Rows in a dataset
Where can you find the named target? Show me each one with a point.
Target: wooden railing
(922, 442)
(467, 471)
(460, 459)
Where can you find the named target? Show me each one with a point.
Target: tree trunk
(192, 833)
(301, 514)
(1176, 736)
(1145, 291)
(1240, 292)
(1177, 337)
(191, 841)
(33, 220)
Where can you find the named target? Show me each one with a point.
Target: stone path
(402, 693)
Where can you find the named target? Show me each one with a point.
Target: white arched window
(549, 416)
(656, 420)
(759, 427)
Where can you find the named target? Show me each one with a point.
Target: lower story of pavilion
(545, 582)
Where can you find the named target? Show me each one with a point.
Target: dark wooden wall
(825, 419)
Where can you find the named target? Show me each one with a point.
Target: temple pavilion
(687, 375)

_GIVEN REQUEST_.
Reproduce every row above verbatim, with nothing changed.

_CORRECT OUTPUT_.
Where can you find the named target? Show me each one with a point.
Target: wooden railing
(922, 442)
(467, 471)
(460, 459)
Where can you find the named target? Show me each one with a point.
Target: tree trunk
(192, 833)
(301, 514)
(1176, 736)
(1145, 291)
(1240, 292)
(1177, 337)
(191, 841)
(33, 220)
Where can you find the named target? Show me each one with a point.
Target: stone path
(402, 693)
Where can you find the named target? Show me each one with a point.
Target: white arched window
(549, 416)
(656, 420)
(759, 427)
Where can you find the named target? Show me each one with a point.
Target: lower story of pavilion
(545, 582)
Where can you find the named target? Show me each one with a point.
Target: dark wooden wall
(825, 419)
Where can you find the named target? Show me each one with a point.
Target: temple pavilion
(687, 375)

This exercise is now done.